** Begin Records for processing **

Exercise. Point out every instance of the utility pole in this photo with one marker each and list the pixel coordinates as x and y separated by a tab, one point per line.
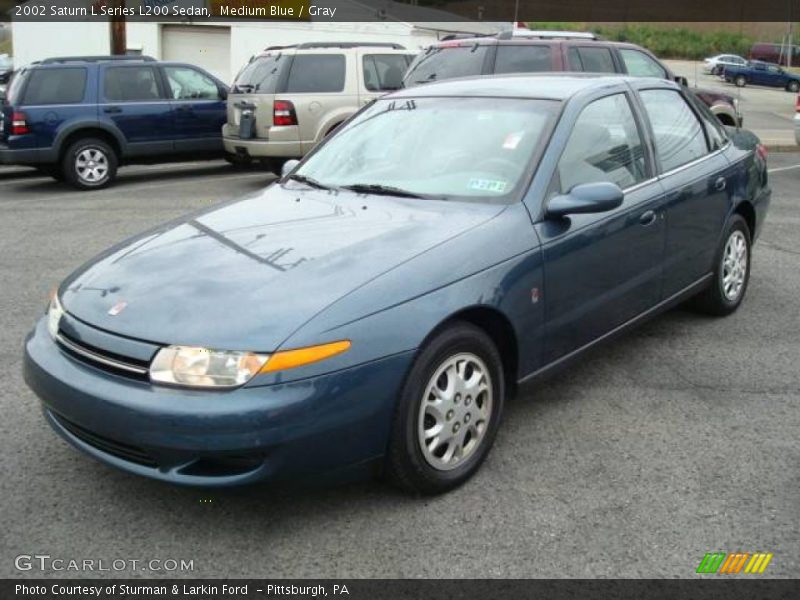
119	43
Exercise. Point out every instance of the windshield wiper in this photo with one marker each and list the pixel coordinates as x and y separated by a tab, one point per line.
309	181
384	190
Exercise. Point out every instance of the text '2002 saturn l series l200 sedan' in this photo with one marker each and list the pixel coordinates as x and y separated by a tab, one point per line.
377	304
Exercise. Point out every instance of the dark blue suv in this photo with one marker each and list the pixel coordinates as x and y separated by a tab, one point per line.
79	118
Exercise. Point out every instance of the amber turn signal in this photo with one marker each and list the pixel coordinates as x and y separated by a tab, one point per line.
289	359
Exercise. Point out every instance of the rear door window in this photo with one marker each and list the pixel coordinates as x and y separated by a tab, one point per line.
131	84
523	59
260	76
316	74
640	64
384	72
591	59
678	134
56	86
447	62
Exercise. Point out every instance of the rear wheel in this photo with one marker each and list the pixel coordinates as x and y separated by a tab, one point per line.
732	272
448	412
90	164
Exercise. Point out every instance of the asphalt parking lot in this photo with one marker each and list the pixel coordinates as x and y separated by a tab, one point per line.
676	440
767	111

** End Records for processing **

The request
What you return should match the records above word for word, minus the pictures.

Task answer
Exercise. Point out every instance of the utility pole in this photo with one marker each and list the pixel coordinates as x and y separated by a tab, one point per line.
119	43
Exercise. Point out every instance of the windshield wiper in this photo with one marker each and list the pixel coordinates as x and y separated by a tab, one point per line.
309	181
384	190
Exercise. Point out every instance of the text '2002 saturn l series l200 sedan' in this photo with one marker each and list the pixel coordinates as x and y separated by a tab, one point per line.
377	304
Exercise. Point out every instance of the dark blue suv in this photo with one marker each and list the pixel coordinates as x and y separated by a tab, one point per line.
79	118
Exercise. Point out every instance of the amber turn signal in this photo with one marker each and list the pixel coordinates as x and y separated by a tab, one point per line.
289	359
Exercise. Point out every instance of the rear door window in this photo with one marker each and list the pixel coordinates as x and y separated by a tab, one point per line.
131	84
523	59
260	76
316	74
640	64
384	72
591	59
678	134
56	86
447	62
Exercise. Point out every instance of the rear wheel in this photo with one marker each and list the pixel coordinates as x and y separated by a tab, one point per line.
732	272
448	412
90	164
Exercise. Point out every instance of the asphalt parking lot in this photo with one marker each and list the pixel coordinates as x and y separated by a tab, one point per line.
676	440
767	111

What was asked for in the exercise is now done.